## Article
▶

Hemingway described for Look magazine readers what happened next.
One third of the way down the alleged airstrip, I was convinced that we would not be airborne successfully. However, we continued at the maximum rate of progress of the aircraft which was leaping from crag to crag … in the manner of the wild goat. Suddenly, this object … became violently air-borne through no fault of its own. This condition existed only for a matter of seconds after which the aircraft became violently de-air-borne and there was the usual sound, with which we were all by now familiar, of rending metal.
The tone of Hemingway’s casually flippant description doesn’t accord with what Abdul remembers of the aftermath of Reggie Cartwright’s failed take-off.
Standing amongst grazing cows in the wispy grassland which, apart from a rusted pole on which a wind-direction arrow still turns, is all that remains of Butiaba airstrip. Abdul remembers seeing the pilot climbing in, last of them all.
‘He was just a young boy,’ he says, as if by way of explanation.
He confirms that the plane took off, ‘just a little way, then landed again,’ hitting the ground, bursting the right wing tank and beginning to burn. Mr Hemingway was the last to come out of the plane (thinking he was trapped he’d head-butted a door open).
Abdul frowns in concentration.
‘He came running towards us. His hair was on fire and he was crying.’
Abdul beckons us to follow him through the yellowing grass to a point beneath a solitary goblet-shaped cactus tree they call a euphorbia. This is where the plane came down and this is where Abdul found pieces of the wreckage, some of which he has kept. He shows me parts of a cylinder, a battery and torn shreds of fuselage fabric. I ask him if anyone has ever shown any interest in these relics of one of Hemingway’s most serious accidents. He shakes his head. No one has been out here.
I look around. The wind-direction arrow squeaks and read-justs itself, the only landmark in the featureless bush. It’s hard to think that anything important ever happened here.
Hemingway’s survival of two consecutive air crashes was news across the world, and generally the cause of much rejoicing. But it had come at considerable cost. Writing to Harvey Breit ten days later Hemingway assessed the damage.
I ruptured the kidneys, or maybe only one, the liver, the spleen (whoever she is) had the brain fluid ooze out to soak the pillow every night, burnt the top of the scalp off, etc. Also … had to take two breathes in the fire which is something that never really helped anybody except of course Joan Of Arc.
He didn’t mention the sprained arm and leg and the crushed vertebrae and the paralysed sphincter and the temporary loss of hearing and eyesight.

◀

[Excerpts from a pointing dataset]
▶

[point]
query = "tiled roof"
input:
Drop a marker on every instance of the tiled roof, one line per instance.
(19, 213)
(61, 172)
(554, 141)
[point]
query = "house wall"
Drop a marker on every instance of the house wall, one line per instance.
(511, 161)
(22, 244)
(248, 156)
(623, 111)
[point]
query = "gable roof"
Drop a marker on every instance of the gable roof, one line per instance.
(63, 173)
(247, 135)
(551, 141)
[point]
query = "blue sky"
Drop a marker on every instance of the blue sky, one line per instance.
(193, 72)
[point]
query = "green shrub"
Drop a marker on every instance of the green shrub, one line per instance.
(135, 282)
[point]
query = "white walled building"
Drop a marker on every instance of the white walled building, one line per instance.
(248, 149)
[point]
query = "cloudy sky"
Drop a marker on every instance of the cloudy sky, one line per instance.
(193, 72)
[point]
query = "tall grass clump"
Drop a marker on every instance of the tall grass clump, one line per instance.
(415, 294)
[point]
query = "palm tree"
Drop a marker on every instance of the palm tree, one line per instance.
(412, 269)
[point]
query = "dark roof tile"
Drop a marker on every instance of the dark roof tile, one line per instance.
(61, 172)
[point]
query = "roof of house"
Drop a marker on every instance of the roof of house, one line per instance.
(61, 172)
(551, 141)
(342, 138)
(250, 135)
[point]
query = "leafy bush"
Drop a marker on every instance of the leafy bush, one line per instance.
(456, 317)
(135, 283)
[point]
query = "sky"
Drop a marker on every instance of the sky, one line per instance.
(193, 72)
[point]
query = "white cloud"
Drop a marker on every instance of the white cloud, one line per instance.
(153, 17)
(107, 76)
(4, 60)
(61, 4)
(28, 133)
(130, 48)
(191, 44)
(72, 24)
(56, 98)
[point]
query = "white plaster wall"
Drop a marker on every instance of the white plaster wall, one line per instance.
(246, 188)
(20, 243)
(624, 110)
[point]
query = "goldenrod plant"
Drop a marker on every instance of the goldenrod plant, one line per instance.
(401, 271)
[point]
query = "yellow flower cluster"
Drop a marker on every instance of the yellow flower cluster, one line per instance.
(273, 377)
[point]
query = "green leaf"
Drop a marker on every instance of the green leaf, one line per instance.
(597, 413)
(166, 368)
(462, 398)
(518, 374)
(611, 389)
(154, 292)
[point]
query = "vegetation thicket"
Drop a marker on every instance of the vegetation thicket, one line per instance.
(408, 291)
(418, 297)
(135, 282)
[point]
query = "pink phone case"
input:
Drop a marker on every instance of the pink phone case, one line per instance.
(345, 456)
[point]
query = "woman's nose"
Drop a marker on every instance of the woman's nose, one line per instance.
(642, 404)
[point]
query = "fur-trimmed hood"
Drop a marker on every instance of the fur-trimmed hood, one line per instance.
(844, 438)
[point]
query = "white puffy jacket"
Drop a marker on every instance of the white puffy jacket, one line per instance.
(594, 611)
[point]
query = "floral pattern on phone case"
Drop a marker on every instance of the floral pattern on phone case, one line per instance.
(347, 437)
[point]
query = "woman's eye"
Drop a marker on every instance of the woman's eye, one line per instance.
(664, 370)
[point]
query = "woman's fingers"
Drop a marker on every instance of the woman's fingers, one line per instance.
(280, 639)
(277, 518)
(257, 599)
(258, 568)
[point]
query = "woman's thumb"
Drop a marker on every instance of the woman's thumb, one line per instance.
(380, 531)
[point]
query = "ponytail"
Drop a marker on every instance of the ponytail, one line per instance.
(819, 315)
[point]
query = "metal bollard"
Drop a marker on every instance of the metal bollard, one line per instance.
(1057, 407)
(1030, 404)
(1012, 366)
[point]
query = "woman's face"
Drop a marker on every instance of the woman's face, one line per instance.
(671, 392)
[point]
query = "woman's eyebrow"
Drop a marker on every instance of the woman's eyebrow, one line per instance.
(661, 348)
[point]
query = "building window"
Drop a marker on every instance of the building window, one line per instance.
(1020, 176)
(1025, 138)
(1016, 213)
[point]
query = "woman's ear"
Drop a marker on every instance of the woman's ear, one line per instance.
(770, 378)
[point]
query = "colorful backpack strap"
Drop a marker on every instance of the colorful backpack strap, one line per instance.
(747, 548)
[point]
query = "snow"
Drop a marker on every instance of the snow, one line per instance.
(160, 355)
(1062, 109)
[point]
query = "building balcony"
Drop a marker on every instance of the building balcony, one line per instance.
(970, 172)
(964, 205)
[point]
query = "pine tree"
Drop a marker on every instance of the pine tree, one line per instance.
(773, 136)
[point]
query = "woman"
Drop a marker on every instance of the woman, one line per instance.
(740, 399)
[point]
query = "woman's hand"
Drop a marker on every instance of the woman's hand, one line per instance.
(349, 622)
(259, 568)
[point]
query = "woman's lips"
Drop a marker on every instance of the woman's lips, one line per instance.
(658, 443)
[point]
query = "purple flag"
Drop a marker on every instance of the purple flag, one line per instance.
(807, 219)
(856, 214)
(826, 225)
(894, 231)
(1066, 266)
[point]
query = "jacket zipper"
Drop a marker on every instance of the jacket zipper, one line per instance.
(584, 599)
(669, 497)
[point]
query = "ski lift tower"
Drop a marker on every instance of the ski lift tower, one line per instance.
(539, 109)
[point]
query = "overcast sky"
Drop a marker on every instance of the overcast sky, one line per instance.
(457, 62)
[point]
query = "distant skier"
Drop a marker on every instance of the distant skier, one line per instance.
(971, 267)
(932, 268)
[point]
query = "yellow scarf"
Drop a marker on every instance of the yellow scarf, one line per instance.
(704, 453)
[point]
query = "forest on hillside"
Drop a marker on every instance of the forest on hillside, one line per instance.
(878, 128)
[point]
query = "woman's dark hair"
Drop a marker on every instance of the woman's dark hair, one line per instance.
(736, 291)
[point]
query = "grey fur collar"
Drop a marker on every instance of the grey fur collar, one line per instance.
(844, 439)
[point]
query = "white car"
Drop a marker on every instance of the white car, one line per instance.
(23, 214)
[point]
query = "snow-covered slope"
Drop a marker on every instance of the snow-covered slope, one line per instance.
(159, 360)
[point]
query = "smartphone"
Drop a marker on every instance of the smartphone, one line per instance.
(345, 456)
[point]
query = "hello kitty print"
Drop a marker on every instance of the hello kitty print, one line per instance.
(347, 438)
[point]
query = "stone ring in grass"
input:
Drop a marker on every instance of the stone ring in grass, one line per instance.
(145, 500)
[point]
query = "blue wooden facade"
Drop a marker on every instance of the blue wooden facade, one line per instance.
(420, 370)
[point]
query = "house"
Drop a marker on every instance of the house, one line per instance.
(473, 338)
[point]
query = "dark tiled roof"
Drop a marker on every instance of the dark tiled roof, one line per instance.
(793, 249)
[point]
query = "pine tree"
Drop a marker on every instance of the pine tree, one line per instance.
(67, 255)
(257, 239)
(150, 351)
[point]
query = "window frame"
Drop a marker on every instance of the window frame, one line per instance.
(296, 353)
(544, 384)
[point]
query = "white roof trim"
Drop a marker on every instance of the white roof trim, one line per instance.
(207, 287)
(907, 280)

◀

## Stated problem 1
In the passage on Hemingway's crash at Butiaba, what still turns on the rusted pole at the old airstrip?
## Stated problem 2
How many lines in the rows contain the string "metal"? Reply with the number alone.

## Correct output 1
A wind-direction arrow.

## Correct output 2
2